Each week, the Freshwater Society publishes a digest of important regional, national and international articles and research on water and the environment. Scan the articles here, then follow the links to read the articles in their entirety where they originally were published.
Research: Nitrate increasing in Mississippi
The nitrate flowing down the Mississippi River each year and feeding the algae-rich, oxygen-poor “dead zone” in the Gulf of Mexico increased 9 percent over about the last three decades, a new U.S. Geological Survey analysis concludes.
At Clinton, Iowa — the water sampling site closest to Minnesota for which data were analyzed — the average load of nitrate transported by the river increased 67 percent between 1980 and 2008, to about 242 million pounds per year.
Major findings of the new research were:
- Despite years of effort by scientists and policy-makers aimed at reducing the nitrogen flowing into the river and then the Gulf, the volume increased, to about 1.9 billion pounds per year in 2008.
- At Clinton, Iowa, and at Hermann, Mo., on the Missouri River, a tributary of the Mississippi, the average amount of nitrate in the water at any one time and the amount carried downstream on an annual basis increased dramatically. At six other sites in Iowa, Illinois, and Louisiana, nitrate concentrations stayed the same or increased to a lesser degree.

[Data shown]
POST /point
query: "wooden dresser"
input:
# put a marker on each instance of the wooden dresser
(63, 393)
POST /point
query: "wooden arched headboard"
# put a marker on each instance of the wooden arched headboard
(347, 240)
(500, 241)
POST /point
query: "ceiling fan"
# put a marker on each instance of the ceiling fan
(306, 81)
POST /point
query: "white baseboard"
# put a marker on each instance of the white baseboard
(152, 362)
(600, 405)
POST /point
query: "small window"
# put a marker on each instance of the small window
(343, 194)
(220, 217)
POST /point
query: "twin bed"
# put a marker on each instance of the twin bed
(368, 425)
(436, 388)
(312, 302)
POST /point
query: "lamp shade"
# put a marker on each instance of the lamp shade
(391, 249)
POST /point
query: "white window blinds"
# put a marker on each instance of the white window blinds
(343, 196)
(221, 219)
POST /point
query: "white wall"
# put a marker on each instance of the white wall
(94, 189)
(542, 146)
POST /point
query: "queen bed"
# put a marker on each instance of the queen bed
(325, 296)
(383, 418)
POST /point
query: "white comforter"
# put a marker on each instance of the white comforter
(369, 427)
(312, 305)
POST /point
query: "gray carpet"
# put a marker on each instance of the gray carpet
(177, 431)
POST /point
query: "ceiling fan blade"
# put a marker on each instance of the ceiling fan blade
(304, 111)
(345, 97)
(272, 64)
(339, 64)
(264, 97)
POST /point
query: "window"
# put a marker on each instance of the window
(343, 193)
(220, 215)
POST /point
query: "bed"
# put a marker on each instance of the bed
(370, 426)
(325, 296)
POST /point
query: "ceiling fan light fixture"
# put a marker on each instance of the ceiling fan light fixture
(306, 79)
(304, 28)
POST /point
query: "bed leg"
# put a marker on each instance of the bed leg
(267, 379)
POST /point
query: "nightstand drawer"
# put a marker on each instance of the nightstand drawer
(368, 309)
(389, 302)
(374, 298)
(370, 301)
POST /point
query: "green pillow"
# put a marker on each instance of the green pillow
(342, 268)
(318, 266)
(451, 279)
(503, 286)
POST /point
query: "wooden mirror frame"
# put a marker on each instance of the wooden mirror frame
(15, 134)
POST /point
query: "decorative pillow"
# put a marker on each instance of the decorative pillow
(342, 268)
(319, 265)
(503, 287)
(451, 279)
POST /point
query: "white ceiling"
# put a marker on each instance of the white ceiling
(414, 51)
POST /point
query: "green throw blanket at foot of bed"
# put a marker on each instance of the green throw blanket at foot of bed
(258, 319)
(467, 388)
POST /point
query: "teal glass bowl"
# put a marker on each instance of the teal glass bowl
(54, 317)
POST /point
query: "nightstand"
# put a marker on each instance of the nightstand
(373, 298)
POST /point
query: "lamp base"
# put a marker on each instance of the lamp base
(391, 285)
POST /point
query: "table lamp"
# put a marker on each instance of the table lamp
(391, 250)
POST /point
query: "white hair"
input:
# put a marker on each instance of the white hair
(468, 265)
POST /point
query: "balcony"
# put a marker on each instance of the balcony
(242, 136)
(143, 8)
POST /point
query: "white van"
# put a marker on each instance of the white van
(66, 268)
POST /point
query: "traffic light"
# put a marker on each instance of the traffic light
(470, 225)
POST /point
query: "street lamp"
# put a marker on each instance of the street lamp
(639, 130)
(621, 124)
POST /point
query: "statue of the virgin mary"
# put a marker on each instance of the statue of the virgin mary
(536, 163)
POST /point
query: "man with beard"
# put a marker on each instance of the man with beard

[Work instruction A]
According to the nitrate article, about how much nitrate flowed down the Mississippi River per year in 2008?
[Work instruction B]
Using the nitrate article, explain why the Clinton, Iowa, results are singled out.

[Answer A]
About 1.9 billion pounds per year.

[Answer B]
Clinton, Iowa, is the water sampling site closest to Minnesota among those whose data were analyzed. There, the average nitrate load carried by the river rose 67 percent between 1980 and 2008, to about 242 million pounds per year.